* _EXERCISE DESCRIPTION_: Repeat precisely, and only, the lines between the line containing "Where can the red stem" and the end of the listing below, both ends included.

[Collected data entries]
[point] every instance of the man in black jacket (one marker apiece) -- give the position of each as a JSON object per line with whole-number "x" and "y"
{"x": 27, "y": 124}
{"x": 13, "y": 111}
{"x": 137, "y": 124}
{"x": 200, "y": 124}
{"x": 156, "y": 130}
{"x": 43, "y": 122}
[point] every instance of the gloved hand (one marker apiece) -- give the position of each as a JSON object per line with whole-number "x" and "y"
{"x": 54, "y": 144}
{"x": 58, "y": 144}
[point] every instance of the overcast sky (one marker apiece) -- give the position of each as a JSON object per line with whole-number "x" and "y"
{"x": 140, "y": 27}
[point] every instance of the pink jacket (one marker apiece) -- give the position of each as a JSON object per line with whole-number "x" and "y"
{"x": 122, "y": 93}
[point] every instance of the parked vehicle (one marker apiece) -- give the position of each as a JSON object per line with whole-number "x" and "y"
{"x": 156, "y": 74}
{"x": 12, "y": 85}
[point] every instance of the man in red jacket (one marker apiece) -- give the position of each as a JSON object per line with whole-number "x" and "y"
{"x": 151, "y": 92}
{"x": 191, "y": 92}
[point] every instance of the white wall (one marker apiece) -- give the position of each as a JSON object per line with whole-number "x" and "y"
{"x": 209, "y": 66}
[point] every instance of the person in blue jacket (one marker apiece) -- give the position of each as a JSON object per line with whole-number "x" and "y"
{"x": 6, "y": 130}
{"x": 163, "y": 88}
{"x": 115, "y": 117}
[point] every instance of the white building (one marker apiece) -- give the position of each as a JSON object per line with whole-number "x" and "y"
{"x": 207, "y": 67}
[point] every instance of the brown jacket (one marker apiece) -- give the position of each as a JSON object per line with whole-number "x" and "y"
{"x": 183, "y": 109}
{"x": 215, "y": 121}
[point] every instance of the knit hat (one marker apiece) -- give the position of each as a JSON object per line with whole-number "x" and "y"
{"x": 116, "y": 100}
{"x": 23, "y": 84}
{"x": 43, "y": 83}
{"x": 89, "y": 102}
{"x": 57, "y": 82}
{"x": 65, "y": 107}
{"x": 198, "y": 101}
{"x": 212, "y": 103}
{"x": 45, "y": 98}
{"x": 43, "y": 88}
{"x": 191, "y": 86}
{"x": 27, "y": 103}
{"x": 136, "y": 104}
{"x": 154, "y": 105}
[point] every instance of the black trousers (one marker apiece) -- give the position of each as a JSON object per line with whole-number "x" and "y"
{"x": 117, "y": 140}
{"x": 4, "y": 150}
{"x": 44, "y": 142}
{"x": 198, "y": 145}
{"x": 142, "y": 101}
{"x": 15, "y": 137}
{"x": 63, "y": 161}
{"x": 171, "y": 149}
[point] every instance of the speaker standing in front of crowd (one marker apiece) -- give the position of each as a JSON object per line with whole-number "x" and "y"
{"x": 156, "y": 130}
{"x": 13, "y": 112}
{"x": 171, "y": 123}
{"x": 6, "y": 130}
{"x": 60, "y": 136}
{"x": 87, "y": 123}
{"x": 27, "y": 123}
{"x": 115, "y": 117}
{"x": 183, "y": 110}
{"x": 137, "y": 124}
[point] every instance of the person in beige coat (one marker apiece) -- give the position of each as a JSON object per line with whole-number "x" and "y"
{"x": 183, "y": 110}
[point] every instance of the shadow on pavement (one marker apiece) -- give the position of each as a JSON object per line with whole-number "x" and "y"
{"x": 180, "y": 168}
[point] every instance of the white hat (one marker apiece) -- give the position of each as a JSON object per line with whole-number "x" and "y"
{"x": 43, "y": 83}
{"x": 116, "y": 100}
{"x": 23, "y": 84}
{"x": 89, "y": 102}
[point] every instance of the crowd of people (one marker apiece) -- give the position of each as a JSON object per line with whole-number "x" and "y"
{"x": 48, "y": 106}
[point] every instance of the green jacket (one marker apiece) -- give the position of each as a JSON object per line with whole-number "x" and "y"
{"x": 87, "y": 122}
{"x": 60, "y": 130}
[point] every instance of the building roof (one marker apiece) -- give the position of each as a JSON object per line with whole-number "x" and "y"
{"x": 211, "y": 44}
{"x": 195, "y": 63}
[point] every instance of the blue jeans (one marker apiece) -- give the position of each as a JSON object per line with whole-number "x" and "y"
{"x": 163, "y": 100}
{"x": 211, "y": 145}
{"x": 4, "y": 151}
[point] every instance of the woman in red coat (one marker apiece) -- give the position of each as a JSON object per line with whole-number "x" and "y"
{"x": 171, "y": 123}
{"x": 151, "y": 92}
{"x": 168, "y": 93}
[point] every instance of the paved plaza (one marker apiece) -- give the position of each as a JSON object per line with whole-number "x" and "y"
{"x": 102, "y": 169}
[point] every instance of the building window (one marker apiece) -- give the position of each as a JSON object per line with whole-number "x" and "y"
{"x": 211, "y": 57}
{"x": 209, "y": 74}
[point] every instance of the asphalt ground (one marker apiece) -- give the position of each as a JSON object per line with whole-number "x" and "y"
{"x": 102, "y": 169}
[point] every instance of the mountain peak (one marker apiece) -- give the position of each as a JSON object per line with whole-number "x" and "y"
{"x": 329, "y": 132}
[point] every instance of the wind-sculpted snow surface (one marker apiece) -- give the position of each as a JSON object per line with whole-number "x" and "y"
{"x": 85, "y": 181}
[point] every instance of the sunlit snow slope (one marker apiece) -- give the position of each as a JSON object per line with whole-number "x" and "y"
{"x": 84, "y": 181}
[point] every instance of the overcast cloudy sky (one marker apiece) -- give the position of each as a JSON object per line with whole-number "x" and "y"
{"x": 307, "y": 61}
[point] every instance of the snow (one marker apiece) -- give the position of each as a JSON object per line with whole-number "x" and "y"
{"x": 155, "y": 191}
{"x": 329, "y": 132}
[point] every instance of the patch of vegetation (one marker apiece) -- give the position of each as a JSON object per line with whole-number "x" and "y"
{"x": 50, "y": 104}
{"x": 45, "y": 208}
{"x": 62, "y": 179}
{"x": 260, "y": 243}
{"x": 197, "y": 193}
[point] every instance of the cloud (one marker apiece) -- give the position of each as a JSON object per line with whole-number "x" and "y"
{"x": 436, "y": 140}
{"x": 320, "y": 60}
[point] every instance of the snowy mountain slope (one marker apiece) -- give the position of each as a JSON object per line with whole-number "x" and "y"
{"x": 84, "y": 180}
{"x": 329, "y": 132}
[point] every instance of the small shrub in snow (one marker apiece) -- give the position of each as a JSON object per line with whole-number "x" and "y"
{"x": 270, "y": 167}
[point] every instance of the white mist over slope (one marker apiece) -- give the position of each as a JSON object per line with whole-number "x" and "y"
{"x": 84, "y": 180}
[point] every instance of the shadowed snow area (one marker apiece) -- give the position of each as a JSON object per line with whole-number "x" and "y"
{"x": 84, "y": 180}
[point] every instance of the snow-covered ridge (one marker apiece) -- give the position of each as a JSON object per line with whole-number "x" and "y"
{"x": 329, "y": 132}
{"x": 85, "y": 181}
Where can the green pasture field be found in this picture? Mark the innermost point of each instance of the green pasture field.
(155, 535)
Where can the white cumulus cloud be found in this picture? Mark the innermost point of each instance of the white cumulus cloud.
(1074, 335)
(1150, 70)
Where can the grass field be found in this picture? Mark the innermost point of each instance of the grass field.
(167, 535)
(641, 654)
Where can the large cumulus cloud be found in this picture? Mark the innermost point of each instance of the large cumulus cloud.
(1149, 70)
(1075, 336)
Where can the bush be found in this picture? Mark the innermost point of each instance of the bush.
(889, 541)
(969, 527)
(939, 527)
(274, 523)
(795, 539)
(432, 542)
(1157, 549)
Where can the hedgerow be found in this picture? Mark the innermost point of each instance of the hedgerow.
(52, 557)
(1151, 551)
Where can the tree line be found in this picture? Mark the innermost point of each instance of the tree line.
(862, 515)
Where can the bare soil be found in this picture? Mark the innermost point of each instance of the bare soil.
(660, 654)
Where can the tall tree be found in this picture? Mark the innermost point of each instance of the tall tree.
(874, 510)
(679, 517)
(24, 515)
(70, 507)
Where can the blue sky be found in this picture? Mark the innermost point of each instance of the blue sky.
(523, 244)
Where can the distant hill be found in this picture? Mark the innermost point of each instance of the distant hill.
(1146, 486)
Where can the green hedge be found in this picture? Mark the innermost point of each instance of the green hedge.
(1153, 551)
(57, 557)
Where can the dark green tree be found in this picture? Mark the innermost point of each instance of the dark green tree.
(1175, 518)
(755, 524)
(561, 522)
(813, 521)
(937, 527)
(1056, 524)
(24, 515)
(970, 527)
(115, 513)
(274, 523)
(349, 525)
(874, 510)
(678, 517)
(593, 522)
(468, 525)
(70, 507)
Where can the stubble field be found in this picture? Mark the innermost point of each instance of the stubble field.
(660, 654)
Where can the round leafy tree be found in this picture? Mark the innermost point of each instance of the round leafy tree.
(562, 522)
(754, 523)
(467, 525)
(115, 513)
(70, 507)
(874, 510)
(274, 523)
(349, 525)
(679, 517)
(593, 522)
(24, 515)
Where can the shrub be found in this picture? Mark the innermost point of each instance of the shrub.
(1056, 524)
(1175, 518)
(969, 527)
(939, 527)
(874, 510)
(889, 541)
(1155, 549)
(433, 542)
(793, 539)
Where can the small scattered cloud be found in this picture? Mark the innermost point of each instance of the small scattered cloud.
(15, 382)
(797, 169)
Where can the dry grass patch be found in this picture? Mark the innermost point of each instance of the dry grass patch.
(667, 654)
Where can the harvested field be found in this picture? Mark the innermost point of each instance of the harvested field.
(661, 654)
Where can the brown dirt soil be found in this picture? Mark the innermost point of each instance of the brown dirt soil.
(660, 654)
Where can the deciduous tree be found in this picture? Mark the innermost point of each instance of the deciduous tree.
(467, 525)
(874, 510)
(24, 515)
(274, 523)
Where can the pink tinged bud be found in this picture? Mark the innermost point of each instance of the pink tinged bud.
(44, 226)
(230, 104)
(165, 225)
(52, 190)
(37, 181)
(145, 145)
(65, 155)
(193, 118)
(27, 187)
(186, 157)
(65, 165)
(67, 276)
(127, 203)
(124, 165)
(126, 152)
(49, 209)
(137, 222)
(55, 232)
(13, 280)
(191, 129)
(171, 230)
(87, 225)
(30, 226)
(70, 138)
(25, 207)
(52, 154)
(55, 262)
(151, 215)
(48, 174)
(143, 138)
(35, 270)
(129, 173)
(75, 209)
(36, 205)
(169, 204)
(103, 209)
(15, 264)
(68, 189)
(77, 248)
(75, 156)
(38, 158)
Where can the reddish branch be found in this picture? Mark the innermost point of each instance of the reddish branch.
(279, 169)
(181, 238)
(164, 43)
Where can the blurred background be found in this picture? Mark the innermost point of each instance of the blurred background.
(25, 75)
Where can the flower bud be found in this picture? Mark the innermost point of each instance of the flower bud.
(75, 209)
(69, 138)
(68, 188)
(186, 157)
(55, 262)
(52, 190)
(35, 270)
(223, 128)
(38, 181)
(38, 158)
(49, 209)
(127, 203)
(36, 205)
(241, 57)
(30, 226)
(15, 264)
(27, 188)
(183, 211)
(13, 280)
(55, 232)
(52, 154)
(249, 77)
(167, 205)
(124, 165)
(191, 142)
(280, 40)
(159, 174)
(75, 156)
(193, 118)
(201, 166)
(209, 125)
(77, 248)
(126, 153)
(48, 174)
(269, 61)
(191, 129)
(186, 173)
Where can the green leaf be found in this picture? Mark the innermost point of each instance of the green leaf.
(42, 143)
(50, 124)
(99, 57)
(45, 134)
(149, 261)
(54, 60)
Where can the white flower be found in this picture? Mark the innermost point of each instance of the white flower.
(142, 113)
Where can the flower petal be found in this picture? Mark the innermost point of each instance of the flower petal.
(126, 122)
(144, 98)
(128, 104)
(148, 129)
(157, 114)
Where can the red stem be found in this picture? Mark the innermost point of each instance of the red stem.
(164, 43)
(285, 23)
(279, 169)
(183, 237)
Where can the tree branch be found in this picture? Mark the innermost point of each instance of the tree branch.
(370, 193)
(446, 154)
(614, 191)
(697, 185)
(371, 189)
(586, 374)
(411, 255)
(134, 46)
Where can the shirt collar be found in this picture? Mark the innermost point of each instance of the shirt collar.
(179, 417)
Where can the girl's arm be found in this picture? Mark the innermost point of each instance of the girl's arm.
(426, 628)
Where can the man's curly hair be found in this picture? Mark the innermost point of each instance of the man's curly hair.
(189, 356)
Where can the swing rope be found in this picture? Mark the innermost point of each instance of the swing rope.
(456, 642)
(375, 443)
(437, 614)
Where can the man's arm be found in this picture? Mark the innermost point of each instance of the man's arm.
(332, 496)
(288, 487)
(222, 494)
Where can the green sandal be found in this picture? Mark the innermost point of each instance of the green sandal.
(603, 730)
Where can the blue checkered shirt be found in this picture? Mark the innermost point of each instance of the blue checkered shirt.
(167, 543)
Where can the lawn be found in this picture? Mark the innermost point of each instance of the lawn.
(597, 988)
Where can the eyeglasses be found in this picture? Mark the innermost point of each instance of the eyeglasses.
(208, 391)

* _FINISHED EXERCISE_:
Where can the red stem be found in this picture? Mark the innermost point of each instance of the red stem.
(164, 43)
(285, 23)
(279, 169)
(183, 237)
Where can the tree branch be found in this picture? Mark the innermost point of each instance of the tree branch.
(370, 193)
(446, 154)
(614, 191)
(697, 185)
(371, 189)
(586, 374)
(411, 255)
(134, 46)
Where can the shirt collar be found in this picture? Mark the innermost point of each instance of the shirt collar.
(179, 417)
Where can the girl's arm be found in this picture? Mark the innermost point of each instance of the girl's arm.
(426, 628)
Where can the man's curly hair be found in this picture? Mark the innermost point of each instance of the man's curly hair.
(189, 356)
Where can the swing rope be found in this picture? Mark the innermost point of each instance of the swing rope.
(456, 642)
(375, 443)
(437, 614)
Where can the man's arm be found in this picture? Mark the innermost point of each instance of the man's arm.
(332, 496)
(288, 487)
(222, 494)
Where can the green sandal be found in this picture? Mark the innermost point of each instance of the green sandal.
(603, 730)
Where can the blue checkered shirt be found in this picture? Mark the innermost point of each instance of the blue checkered shirt.
(167, 543)
Where can the lawn be found in this picture? Mark the innermost point of each instance of the lawn.
(597, 988)
Where can the eyeglasses be found in this picture? Mark the innermost point of each instance of the eyeglasses.
(208, 391)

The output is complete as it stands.